- TEKS -
_ _ _ _ _
Namun, ada pula yang meladeni. Darinya saya mengetahui bahwa vaksin untuk bayi dapat diperoleh tanpa resep dokter dengan harga yang jauh lebih murah, walau tiada jaminan bahwa vaksin tersebut adalah produk asli.
- Peneliti Indonesia 'punya konstruksi' vaksin untuk virus Zika
- Perlu 'kesigapan' menjelaskan Zika pada masyarakat
- Filipina mulai program vaksinasi demam berdarah pertama dunia
Praktik penjualan vaksin tanpa resep dokter di apotek rakyat seharusnya mendapat sorotan dari Kementerian Kesehatan, menurut Direktur Yayasan Pemberdayaan Konsumen Kesehatan Indonesia (YPKKI) Marius Widjajarta kepada BBC Indonesia.
Sebab, mengacu pada Pasal 9 ayat 1 Peraturan Menteri Kesehatan (PMK) No.35 tahun 2014 tentang standar pelayanan kefarmasian di apotek, pembinaan dan pengawasan terhadap pelaksanaan Peraturan Menteri ini dilakukan oleh Menteri, Kepala Dinas Kesehatan Provinsi, dan Kepala Dinas Kesehatan Kabupaten/Kota.
"Memang pembinaan dan pengawasannya masih sangat lemah. Obat daftar G, yang seharusnya memakai resep dokter, hanya boleh di apotek. Tapi kita lihat toko obat juga banyak yang menjual (obat daftar G)," kata Marius dengan nada tinggi.
Marius mengutarakan argumentasinya ketika ditanya mengenai pengawasan terhadap peredaran vaksin dan obat sehubungan dengan ditemukannya vaksin palsu di sebuah apotek rakyat di Jakarta Timur oleh kepolisian, pekan lalu.
Penemuan itu kemudian dikembangkan aparat sehingga sebanyak 10 orang ditangkap di Jabodetabek atas dugaan terlibat jaringan pemalsu beragam vaksin dasar untuk bayi, termasuk campak, polio, hepatitis B, tetanus, dan BCG (Bacille Calmette-Guerin).
_ _ _ _ _
- DATA KAJIAN -
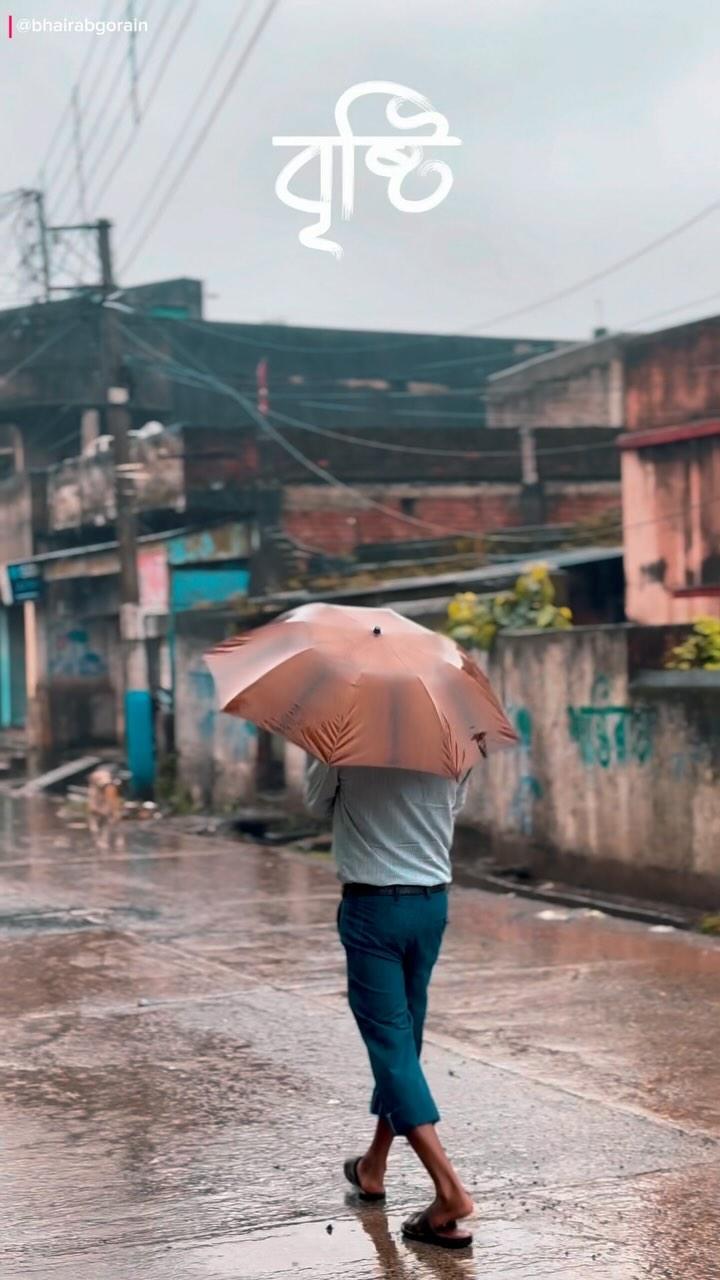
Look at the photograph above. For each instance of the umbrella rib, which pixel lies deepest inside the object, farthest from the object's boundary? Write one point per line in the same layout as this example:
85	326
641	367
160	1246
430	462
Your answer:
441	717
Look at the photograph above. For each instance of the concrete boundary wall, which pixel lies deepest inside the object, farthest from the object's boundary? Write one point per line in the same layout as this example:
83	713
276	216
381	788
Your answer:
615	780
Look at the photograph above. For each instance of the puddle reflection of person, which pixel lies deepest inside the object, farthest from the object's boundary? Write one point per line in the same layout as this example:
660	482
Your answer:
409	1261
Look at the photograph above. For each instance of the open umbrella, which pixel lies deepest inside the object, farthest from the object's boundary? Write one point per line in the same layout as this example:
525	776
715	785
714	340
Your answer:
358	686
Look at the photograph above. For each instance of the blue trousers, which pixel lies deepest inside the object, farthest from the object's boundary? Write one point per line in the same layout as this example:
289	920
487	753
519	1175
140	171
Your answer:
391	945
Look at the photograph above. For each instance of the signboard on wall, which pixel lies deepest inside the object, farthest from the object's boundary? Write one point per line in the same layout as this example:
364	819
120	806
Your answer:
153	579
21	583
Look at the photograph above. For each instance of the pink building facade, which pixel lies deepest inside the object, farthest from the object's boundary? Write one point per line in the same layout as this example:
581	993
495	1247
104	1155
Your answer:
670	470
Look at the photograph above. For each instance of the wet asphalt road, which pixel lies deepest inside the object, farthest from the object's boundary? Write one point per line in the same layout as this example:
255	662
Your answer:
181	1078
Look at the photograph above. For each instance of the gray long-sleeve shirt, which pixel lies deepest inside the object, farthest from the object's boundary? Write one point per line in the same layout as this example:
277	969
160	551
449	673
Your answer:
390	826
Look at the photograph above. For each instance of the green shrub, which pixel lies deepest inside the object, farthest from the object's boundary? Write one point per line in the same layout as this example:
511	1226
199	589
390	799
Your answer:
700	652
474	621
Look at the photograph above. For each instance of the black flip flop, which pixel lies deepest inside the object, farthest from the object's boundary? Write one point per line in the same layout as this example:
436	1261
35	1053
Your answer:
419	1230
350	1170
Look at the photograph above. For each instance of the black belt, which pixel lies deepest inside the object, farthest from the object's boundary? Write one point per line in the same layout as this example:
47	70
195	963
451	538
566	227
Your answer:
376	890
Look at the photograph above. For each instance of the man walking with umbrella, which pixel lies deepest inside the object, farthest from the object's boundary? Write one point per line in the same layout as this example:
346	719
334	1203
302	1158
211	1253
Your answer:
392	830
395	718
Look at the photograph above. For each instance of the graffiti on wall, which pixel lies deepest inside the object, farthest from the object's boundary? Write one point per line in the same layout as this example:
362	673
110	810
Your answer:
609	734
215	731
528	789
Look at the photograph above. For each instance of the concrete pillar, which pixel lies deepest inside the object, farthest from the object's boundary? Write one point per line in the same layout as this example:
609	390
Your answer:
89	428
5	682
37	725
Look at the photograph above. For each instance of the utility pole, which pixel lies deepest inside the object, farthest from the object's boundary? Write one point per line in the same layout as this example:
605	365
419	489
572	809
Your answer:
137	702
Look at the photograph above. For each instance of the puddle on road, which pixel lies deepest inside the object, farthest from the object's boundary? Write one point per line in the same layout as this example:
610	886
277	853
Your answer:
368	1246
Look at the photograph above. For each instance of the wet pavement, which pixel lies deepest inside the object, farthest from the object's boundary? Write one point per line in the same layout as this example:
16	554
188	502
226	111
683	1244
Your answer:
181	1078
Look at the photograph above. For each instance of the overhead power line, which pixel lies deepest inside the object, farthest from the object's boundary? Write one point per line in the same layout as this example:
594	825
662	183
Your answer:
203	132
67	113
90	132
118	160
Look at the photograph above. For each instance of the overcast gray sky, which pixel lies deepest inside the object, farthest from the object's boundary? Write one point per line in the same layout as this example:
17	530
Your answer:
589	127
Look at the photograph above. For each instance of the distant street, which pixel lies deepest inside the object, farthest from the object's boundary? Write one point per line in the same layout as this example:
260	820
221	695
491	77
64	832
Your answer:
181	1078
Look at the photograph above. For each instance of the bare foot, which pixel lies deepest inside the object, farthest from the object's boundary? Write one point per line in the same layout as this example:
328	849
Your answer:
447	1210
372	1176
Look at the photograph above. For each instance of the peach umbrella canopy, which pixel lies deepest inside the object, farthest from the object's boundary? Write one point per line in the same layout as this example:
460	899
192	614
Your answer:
_ _ _ _ _
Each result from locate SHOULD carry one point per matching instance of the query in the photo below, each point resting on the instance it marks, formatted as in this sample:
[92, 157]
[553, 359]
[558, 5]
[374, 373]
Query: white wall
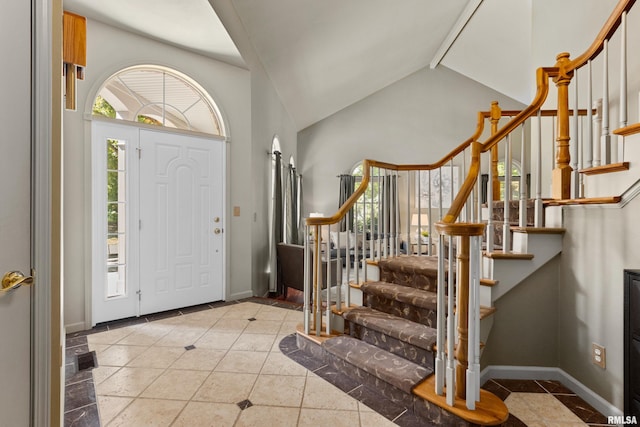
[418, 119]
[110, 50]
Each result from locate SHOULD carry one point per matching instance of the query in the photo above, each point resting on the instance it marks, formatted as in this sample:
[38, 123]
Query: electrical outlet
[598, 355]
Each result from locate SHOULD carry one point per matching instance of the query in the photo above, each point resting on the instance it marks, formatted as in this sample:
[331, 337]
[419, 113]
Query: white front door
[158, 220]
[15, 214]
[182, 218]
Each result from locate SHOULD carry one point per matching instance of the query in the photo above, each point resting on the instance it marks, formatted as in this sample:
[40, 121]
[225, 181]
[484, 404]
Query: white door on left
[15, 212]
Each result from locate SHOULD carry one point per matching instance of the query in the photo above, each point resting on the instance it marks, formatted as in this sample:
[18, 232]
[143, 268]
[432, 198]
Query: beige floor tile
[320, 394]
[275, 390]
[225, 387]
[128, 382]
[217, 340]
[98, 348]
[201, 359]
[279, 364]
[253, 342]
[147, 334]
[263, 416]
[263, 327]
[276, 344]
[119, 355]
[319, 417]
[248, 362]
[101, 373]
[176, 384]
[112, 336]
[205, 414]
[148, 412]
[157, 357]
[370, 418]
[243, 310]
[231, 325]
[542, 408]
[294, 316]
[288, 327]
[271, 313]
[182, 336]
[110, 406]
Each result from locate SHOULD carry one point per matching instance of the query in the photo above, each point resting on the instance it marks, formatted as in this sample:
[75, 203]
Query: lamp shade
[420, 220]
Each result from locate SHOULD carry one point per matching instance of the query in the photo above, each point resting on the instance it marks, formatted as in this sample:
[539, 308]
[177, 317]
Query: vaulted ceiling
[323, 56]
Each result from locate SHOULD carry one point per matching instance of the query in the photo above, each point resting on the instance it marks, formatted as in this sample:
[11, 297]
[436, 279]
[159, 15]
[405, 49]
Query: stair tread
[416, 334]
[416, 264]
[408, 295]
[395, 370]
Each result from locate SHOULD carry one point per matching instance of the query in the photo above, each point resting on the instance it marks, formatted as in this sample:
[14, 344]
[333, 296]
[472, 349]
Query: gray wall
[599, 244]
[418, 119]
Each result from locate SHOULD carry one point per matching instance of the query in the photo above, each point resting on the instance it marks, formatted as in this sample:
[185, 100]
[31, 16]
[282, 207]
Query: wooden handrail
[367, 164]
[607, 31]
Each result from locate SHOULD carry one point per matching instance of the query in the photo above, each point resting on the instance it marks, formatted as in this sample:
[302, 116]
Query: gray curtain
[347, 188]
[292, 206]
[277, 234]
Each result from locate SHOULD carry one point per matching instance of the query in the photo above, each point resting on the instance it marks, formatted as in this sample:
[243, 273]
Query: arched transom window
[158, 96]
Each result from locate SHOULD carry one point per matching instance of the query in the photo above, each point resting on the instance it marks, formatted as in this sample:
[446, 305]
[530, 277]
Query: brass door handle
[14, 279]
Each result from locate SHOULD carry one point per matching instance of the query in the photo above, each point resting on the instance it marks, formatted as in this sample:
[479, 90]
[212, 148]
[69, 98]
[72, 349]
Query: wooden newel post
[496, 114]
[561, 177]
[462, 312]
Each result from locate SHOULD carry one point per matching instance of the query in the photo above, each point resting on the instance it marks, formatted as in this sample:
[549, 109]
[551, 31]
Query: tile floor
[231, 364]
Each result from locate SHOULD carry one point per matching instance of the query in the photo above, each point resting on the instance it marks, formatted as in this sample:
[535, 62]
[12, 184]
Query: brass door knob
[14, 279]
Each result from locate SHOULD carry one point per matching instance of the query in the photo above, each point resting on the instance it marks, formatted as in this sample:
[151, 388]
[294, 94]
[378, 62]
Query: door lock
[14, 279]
_ _ _ _ _
- PETUNJUK TUGAS -
Tuliskan kembali bagian teks tentang vaksin palsu, dari "Penemuan itu kemudian" hingga "BCG (Bacille Calmette-Guerin).", tanpa mengubah satu kata pun. Baris-baris data di atas merupakan bahan tersendiri yang terpisah dari teks.

- JAWABAN AKHIR -
Penemuan itu kemudian dikembangkan aparat sehingga sebanyak 10 orang ditangkap di Jabodetabek atas dugaan terlibat jaringan pemalsu beragam vaksin dasar untuk bayi, termasuk campak, polio, hepatitis B, tetanus, dan BCG (Bacille Calmette-Guerin).